▶ [YOUR INSTRUCTIONS]
The response should be an exact transcription of the data below, free of images.
Top of DATA UNDER STUDY
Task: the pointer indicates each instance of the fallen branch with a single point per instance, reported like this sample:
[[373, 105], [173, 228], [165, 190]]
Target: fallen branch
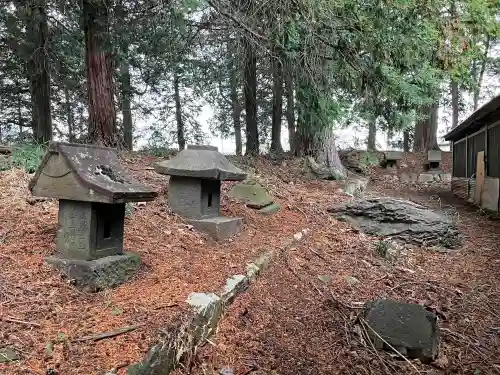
[[365, 323], [107, 335], [14, 320]]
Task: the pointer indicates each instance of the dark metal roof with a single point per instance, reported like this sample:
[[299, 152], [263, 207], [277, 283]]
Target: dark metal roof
[[473, 122]]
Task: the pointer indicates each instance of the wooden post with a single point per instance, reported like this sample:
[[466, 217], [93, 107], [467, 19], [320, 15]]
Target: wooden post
[[479, 176]]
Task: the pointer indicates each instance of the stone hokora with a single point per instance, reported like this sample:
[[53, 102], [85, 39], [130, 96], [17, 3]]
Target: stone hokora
[[391, 159], [92, 188], [194, 188]]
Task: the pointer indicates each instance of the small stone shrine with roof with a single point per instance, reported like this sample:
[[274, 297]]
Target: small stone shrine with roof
[[194, 188], [92, 188], [433, 160], [391, 159]]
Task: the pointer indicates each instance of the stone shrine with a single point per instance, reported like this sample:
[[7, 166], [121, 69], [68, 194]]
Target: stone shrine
[[194, 188], [92, 188], [391, 159], [433, 160]]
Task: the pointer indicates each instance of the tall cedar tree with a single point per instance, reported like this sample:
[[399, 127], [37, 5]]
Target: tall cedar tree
[[38, 70], [98, 58]]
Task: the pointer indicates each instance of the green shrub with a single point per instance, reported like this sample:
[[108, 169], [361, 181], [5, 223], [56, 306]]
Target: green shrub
[[27, 157]]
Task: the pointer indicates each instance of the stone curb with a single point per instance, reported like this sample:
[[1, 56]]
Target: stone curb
[[208, 309]]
Bottom of DATA UNDER STUDY
▶ [OUTPUT FOR THIS EXERCISE]
Task: the pointer indicates each instance of the fallen branch with a single point per instance, reported like this sample:
[[373, 105], [173, 228], [165, 190]]
Target: fallen branch
[[365, 323], [107, 335], [14, 320]]
Task: the pointer indicates each instance of the dark metal roof with a single point per instance, reported like this sample:
[[299, 152], [263, 207], [277, 283]]
Target: dark metal roof
[[473, 122]]
Task: the pointer indicates each instance of the wooden post with a single point per instance, reported like this sample:
[[466, 217], [93, 107], [467, 19], [320, 15]]
Target: wooden post
[[479, 176]]
Task: the pointer indicates each instance of the stone hokora with a single point per instance, reported like this sample:
[[53, 102], [85, 39], [130, 96], [17, 3]]
Target: stone hokora
[[391, 159], [92, 188], [194, 188]]
Task: the pointer indicates each instance of the small stone shrine with roof with a single point per instance, reported like this sample:
[[274, 297]]
Target: small stone shrine with roof
[[194, 188], [92, 188], [433, 160], [391, 159]]
Task: the pointer indicates each instance of the stone shrine with a single point per instance, reported like this sample:
[[7, 166], [121, 69], [68, 194]]
Target: stone shrine
[[194, 188], [92, 188], [391, 159], [433, 160]]
Task: the pointer indicates each instance of the tall cedar tree with a single point per instance, reported like this sample:
[[399, 127], [37, 5]]
Target: tall cedar tree
[[38, 70], [98, 58]]
Task: the pointer indicates each instance of the green shrub with a single point per instance, reported like this sample:
[[108, 169], [361, 181], [5, 223], [56, 306]]
Target: green shrub
[[27, 157]]
Task: the pointer indicates each instance of the stone curb with a single point per instance, reported like this sample:
[[1, 56]]
Target: stone curb
[[208, 309]]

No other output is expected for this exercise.